- _What is being asked_:
Write the next part of the recap below about Ashirogi Muto and their fellow mangaka, continuing after its last sentence.

- _Text to read_:
§ §

The results of the serialization meeting are a mixed bag: thanks to Fukuda and Ashirogi’s help, Aoki’s manga gets serialized, but Ashirogi’s isn’t, and Takahama’s is cancelled. Katou rejects Nakai, and Aoki is hiring all-female assistants, so Nakai gives up and returns home, after apologizing to Aoki. Takahama goes behind Miura’s back and asks the chief for a new editor, but the chief reproaches him in front of Miura and Ashirogi. Impressed by Iwase’s story, Hattori meets up with Yuujirou, telling him she’s Takagi’s rival. Hattori wants Niizuma to do her artwork, which would make him the first Jack mangaka with two simultaneous serializations. Niizuma agrees to draw under a pen name for when the work is submitted.
As long as they’ve known each other, how in the heck has Takagi never even met Kaya’s parents? I guess her father isn’t around much. Well, it’s moot for now, as they can’t even ask permission to get married unless Ashirogi Muto gets serialized. If they fail, there will be no dreams for anyone. Yet another setback befalls them as their submission lacked the intensity of their NEXT one-piece. They complain about Miura once more, but witnessing Takahama get reamed out by the chief forces them to give Miura a break and focus on making their work better. As the chief says, complaining about one’s editor is just trying making excuses for one’s own shortcomings.
Speaking of talent, Nakai is throwing his away, after a hat trick of unfortunate events: Takahama’s manga being cancelled, Katou refusing to enter into a “special relationship” (despite the fact she still seems to like him), and Aoki refusing to let him come crawling back. As usual, his friends swoop in to try to mend fencs, but he leaves. At least the guy acknowledges he was a dick. Back to talent, Hattori and Yuujirou may have just built a dream team in Iwase and Niizuma. One can’t forget just how amazing a talent Niizuma is, and when he’s fired up by quality story, his rivals had better watch out. Mashiro and Takagi really need to dig deep, or Takagi may find the girl he scorned surpassing him.
Miyoshi stays away from the studio, and when Takagi calls her she blows him off. Busy with their gag manga manuscript, they continue working. When Miyoshi tells Miho about her suspicions, Miho worries that Mashiro is in on the deception as well. “Tanto” is well recieved in NEXT, but Fukuda, Niizuma, and Hattori all believe Ashirogi Muto’s talents are wasted on gag manga. Meanwhile, Aoki’s manga draws heavily from her experience with Nakai and rips off Mashiro and Miho’s romance. Miho finally calls Takagi wanting an explanation from both of them. When Mashiro can’t give her one, she hangs up.

§ §

- _Source data_:
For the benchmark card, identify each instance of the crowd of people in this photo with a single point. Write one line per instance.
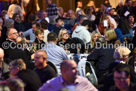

§ §

- _Result of the exercise_:
Yikes…the hole just got deeper for Ashirogi Muto, as both are caught up in Takagi’s multi-girl carousel…and for what? While “Tanto” looks to be serialized, everyone who knows them best are disappointed they’re not doing more serious work. To that, we’d argue they already tried that and failed, and right now they just need a hit; and to us it seems looking down at gag manga is akin to novelists looking down on mangakas. But as they hunch over their desks working on “Tanto”, all kinds of things are being set in motion in their real lives. It kind of sucks that the letter Iwase put in Takagi’s book is such an obvious plot device for romantic conflict, but it was really a catalyst for bigger problems.
Takagi and Mashiro have been taking advantage of Miyoshi’s kindness. And with Aoki exhibiting signs that she may be falling for Takagi, and the fact her manga so closely mirrors Mashiro and Miho’s story, compound the problems quite a bit. We’re as disappointed as Miho when Mashiro conceals the truth from her. If all four people simply sat in a room and unraveled everything – without omissions or lies – everything would be cleared up. After all, it started innocently as Takagi seeking the advice from someone who better understood girls. As for Mashiro failing to tell Miho that her mother and his uncle exchanged letters, well, bad move. And more ammunition for Miho’s assertion she can’t trust him.
Ashirogi decides to do a new gag one-shot in NEXT, something suitible for all ages unlike Ten. A discussion of animal characters leads Takagi to the zoo, where he bumps into Aoki. She agrees to help him understand girls if he helps her understant boys. They proceed to have two long phone conversations two straight nights, leading Miyoshi to become suspicious. When Aoki asks Takagi to meet her at the zoo again, he’s surprised to find Aiko there as well, who wants to confront him. They argue about the merits of manga verses novels, and in the end, Aiko decides she’ll do a manga that will surpass his own. While cleaning the studio, Miyoshi finds a note from Aiko hidden in the novel she gave him, and she runs out in tears.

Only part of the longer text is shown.